»»

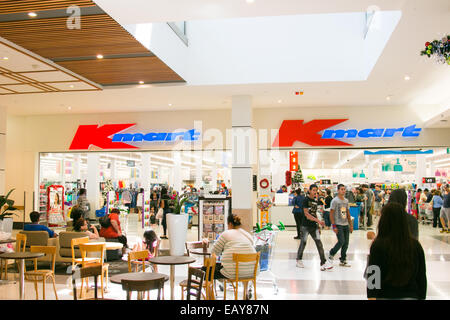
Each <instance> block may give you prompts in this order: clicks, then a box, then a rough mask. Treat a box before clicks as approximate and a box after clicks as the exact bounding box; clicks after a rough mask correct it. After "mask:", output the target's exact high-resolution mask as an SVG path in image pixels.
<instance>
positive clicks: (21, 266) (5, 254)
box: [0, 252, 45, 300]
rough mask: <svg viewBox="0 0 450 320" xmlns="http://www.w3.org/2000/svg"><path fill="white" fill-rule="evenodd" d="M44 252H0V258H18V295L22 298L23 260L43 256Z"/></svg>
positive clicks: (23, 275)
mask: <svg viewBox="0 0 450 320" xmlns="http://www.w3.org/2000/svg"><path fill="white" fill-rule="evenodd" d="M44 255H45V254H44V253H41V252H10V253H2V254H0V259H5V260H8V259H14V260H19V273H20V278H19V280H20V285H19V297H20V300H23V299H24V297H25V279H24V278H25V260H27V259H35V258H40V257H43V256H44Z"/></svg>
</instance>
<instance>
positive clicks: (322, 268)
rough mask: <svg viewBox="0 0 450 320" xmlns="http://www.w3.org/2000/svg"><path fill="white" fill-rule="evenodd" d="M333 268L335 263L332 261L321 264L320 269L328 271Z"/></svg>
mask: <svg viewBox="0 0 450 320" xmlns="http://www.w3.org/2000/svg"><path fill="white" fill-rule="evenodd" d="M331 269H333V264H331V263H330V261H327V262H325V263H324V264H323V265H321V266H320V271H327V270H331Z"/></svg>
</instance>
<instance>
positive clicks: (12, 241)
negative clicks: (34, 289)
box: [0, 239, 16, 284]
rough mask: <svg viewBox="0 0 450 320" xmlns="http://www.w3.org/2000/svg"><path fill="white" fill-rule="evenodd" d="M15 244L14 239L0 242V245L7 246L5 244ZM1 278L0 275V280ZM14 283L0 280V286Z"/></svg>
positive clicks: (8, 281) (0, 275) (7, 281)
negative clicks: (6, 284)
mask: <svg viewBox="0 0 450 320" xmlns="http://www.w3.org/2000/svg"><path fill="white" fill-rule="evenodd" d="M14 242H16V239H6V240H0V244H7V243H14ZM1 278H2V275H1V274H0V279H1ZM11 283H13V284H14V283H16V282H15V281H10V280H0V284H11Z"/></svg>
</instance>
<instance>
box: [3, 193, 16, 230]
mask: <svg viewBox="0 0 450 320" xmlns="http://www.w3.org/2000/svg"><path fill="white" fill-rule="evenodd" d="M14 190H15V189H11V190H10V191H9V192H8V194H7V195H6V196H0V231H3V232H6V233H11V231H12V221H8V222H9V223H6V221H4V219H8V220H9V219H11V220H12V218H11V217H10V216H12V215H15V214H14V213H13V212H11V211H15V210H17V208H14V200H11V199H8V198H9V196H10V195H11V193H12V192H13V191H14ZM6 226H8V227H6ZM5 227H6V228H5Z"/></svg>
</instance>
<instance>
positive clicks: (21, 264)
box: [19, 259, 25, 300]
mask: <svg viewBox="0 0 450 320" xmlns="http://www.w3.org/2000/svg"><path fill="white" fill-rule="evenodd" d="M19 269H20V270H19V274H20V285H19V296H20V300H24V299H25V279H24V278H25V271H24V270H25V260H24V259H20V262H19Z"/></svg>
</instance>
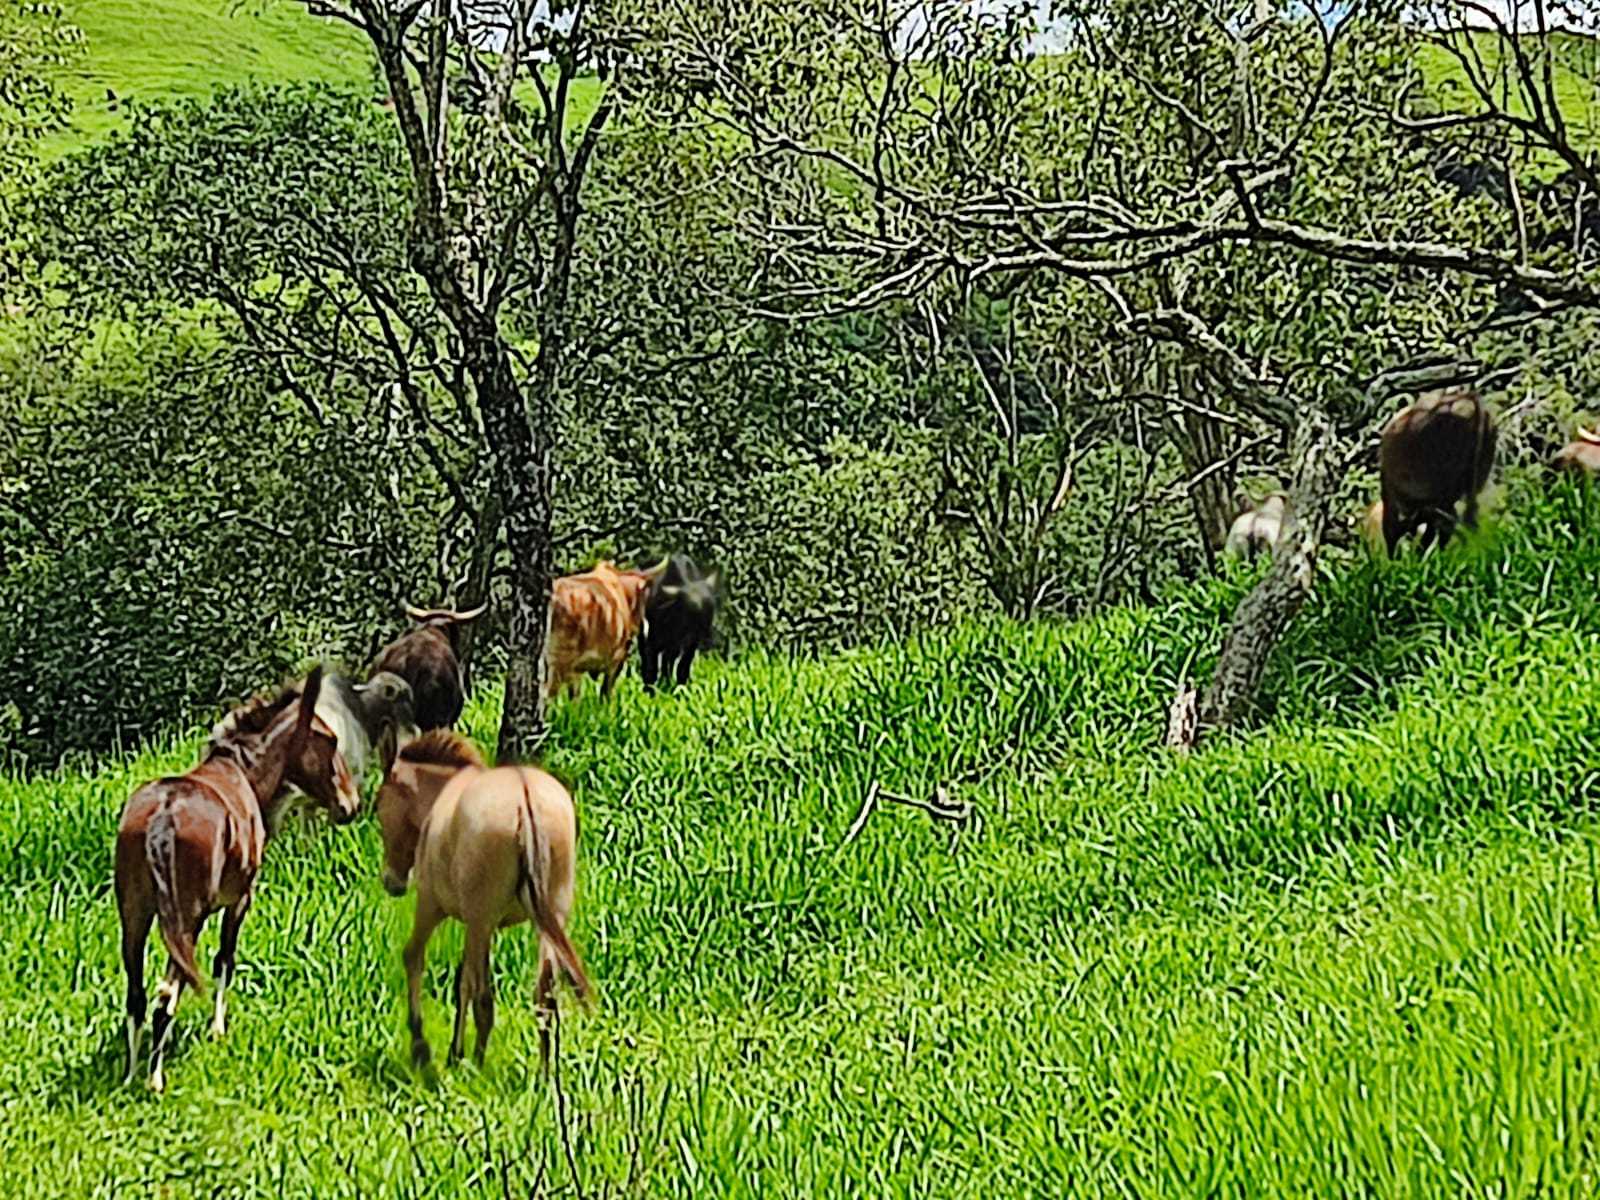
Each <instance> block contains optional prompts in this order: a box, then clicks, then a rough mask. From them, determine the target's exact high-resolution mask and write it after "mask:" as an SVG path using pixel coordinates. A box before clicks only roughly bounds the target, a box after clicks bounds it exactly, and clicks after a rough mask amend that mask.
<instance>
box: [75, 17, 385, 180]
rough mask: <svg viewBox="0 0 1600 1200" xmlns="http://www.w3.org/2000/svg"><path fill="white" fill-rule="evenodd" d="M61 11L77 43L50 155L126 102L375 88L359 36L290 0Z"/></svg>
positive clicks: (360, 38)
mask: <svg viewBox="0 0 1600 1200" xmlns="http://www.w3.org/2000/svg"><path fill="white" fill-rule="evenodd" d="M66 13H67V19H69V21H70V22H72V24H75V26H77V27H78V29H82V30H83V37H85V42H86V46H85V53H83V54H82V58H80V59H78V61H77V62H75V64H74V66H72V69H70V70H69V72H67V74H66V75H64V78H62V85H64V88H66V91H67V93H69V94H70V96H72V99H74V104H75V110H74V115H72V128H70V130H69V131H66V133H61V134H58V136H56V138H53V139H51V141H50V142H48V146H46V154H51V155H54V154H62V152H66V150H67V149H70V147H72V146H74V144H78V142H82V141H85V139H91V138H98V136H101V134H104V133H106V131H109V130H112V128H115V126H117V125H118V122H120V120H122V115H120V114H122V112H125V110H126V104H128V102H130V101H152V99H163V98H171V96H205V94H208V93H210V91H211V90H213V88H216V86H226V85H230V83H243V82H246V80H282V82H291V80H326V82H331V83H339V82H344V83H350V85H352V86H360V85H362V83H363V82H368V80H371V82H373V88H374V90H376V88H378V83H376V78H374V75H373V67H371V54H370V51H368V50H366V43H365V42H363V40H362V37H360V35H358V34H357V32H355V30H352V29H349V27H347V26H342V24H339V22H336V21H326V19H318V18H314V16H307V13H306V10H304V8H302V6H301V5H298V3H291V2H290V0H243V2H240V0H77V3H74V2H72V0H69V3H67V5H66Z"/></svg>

««
»»

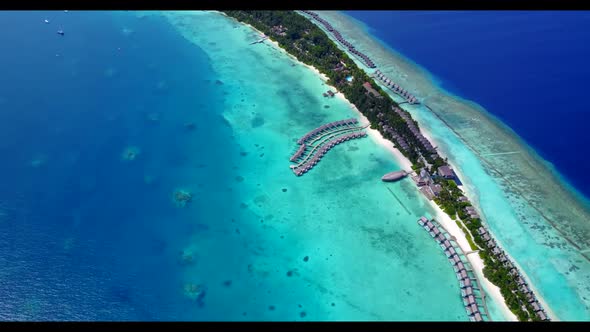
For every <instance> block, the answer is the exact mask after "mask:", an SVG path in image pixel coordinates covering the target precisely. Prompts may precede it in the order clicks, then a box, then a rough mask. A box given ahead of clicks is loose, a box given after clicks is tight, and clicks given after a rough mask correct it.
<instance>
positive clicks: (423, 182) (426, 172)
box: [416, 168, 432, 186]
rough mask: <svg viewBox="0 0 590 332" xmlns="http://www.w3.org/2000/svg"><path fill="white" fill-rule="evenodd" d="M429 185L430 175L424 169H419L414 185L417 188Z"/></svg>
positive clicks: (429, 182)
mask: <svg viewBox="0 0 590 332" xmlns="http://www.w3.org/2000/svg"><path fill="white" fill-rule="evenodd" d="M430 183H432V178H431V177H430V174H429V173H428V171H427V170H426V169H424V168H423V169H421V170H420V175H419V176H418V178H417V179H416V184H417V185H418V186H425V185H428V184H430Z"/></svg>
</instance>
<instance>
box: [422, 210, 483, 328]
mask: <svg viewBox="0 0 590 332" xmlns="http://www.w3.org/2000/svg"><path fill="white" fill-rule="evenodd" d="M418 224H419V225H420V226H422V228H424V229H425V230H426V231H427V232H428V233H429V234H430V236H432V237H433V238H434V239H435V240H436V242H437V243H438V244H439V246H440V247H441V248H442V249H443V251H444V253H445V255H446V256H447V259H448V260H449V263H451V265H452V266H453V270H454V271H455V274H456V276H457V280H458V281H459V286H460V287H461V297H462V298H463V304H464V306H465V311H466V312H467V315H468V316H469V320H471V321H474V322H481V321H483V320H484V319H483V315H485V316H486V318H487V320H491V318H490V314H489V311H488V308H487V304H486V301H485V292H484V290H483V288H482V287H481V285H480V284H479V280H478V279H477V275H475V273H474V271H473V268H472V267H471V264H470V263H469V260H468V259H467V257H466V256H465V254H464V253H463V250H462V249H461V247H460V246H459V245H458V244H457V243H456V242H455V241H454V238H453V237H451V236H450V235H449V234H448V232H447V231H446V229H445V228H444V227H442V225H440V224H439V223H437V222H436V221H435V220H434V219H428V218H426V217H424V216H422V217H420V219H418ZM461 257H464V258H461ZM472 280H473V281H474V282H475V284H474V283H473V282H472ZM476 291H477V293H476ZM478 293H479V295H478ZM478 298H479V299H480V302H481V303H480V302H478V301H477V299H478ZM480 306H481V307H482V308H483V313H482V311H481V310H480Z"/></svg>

««

• _Instructions for the task_
Which lines contain "coordinates"? Copy each of them from the listing.

• _Exercise result_
Each <instance> block contains optional prompts in this order: a box, then clicks, then a rough mask. From them, determine the target's exact high-resolution mask and write it after "mask:" as an SVG path using pixel coordinates. A box before clicks only roughly bounds the target, a box after clicks bounds it exactly, and clicks after a rough mask amend that mask.
For every <instance> block, the answer is the exact mask after "mask:", an SVG path in image pixel coordinates covering the target precisely. Prompts may precede it in the order clicks, then a box, then a rough mask. A box given ahead of clicks is loose, a box given after clicks is tight, and clicks given after a rough mask correct it.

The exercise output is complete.